Teks Bacaan -
══════════

Situasi di kubu Ferrari makin semrawut ketika mereka justru memutuskan mengganti dengan ban slick. Anehnya lagi, mereka tidak melakukan dua pitstop terpisah, tetapi justru melakkan double stack.
Awalnya Leclerc diperintahkan masuk pit terlebih dulu, namun tak lama kemudian Ferrari merubah keputusan itu. Tapi apa lacur, Leclerc saat itu sudah berada di area pit road. Akhirnya Leclerc pun kembali ke trek. Tapi kondisi balapan sudah berubah. Leclerc kini ada di belakang Perez. Sedangkan rekan setimnya ada di posisi runner up, balapan saat itu dipimpin oleh Max Verstappen.
Tak ayal pembalap tuan rumah itu ngamuk-ngamuk di radio. Tentu saja kami tidak akan mengungkapkan kalima itu, karena kalimat umpatan yang tidak pantas. Wajarlah, karena sedari awal besar harapan Leclerc mengukir sejarah manis di kandang, mengingat sejauh ni dia belum pernah sekalipun beruntung di kampungnya sendiri. Kini gegara strategi amburadul, membuatnya harus turun posisi.
Sebetulnya balapan sempat dinetralkan karena insiden Mick Schumacher yang mengalami kecelakaan. Ferrari saat itu bertahan dengan ban hard, sedangkan duo Redbull mengganti dengan medium.
Sebetulnya, ini keuntungan buat Ferrari. Karena menjelang akhir balapan duo Red bull sudah aus ban-nya. Tapi apa lacur. Menyalip di MOnako sangatlah sulit. Dan itu terjadi sampai akhir balapan, dengan Charles Leclerc menempati posisi keempat!

══════════

Daftar Data -
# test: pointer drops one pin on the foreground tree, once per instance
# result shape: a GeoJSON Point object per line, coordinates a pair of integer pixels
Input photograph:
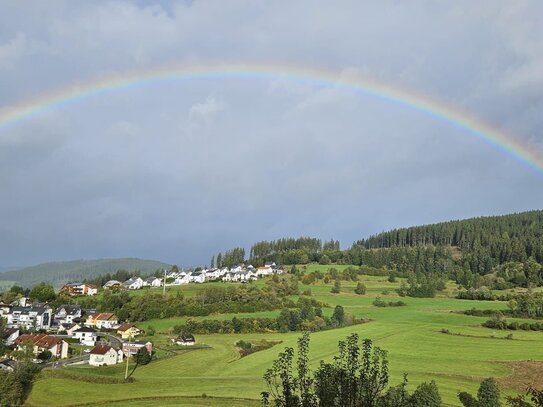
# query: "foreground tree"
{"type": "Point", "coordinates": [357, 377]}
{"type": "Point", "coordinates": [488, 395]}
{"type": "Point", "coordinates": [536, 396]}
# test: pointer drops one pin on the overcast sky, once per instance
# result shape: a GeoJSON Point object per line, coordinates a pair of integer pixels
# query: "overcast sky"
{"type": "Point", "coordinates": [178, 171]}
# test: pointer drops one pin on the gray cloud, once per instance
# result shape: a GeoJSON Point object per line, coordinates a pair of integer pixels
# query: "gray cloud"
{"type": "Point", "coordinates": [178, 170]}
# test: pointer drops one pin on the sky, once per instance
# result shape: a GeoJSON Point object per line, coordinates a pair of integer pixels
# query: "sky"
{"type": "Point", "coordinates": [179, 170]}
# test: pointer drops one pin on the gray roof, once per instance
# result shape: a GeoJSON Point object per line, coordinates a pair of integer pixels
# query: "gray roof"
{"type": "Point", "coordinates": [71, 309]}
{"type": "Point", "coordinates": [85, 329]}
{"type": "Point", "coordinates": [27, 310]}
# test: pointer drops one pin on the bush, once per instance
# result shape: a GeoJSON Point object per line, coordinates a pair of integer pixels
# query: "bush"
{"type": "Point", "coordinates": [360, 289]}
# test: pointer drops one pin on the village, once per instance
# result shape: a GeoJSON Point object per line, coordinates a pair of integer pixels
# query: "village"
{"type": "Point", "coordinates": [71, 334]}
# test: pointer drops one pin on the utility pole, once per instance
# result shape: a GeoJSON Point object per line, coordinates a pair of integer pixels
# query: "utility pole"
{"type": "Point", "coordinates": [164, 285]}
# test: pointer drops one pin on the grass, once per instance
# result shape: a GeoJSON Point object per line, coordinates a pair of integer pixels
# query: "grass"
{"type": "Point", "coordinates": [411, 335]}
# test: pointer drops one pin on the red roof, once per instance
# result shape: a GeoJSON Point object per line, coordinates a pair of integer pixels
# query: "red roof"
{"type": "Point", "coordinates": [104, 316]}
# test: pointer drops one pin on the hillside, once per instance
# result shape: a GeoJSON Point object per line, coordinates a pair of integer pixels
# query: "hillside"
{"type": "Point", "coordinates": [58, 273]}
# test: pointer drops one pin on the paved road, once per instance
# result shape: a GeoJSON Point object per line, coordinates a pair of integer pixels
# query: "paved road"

══════════

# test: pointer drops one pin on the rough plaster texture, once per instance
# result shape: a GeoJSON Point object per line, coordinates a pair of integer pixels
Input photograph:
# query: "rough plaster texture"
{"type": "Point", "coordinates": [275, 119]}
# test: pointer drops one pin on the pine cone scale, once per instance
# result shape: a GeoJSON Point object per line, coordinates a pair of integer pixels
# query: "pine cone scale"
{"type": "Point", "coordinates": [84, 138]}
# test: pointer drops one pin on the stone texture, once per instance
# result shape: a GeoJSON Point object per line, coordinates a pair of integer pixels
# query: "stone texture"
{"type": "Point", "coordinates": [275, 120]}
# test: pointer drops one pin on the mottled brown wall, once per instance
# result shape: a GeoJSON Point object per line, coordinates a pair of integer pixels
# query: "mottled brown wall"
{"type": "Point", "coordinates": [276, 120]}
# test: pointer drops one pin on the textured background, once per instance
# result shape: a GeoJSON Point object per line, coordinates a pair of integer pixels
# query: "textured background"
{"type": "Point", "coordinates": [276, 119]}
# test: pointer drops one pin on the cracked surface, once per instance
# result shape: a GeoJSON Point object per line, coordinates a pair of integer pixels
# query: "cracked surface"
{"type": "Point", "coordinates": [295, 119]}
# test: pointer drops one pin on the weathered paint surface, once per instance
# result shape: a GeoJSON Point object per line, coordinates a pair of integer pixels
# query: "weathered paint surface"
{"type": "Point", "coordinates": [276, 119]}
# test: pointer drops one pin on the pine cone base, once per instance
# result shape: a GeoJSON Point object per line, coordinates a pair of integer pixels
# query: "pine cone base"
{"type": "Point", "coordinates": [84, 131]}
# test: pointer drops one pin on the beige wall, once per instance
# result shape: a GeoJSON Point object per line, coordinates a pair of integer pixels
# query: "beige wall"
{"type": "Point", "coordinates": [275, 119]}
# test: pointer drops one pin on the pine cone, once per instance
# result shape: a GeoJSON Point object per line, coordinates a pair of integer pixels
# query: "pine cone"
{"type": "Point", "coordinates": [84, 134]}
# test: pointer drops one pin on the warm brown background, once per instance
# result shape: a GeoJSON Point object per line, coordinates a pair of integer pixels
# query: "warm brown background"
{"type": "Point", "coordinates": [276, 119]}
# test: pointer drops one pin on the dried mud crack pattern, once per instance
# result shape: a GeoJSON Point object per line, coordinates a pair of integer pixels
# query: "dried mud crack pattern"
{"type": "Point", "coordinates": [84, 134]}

══════════

Rumusan Soal 1 - Menurut teks tentang balapan Ferrari di Monako, Charles Leclerc menempati posisi berapa di akhir balapan?
Rumusan Soal 2 - Salin kata demi kata bagian teks tentang balapan Ferrari, dimulai dari "Situasi di kubu" dan diakhiri dengan "oleh Max Verstappen.".

Jawaban Tertulis 1 - Charles Leclerc menempati posisi keempat.

Jawaban Tertulis 2 -
Situasi di kubu Ferrari makin semrawut ketika mereka justru memutuskan mengganti dengan ban slick. Anehnya lagi, mereka tidak melakukan dua pitstop terpisah, tetapi justru melakkan double stack.
Awalnya Leclerc diperintahkan masuk pit terlebih dulu, namun tak lama kemudian Ferrari merubah keputusan itu. Tapi apa lacur, Leclerc saat itu sudah berada di area pit road. Akhirnya Leclerc pun kembali ke trek. Tapi kondisi balapan sudah berubah. Leclerc kini ada di belakang Perez. Sedangkan rekan setimnya ada di posisi runner up, balapan saat itu dipimpin oleh Max Verstappen.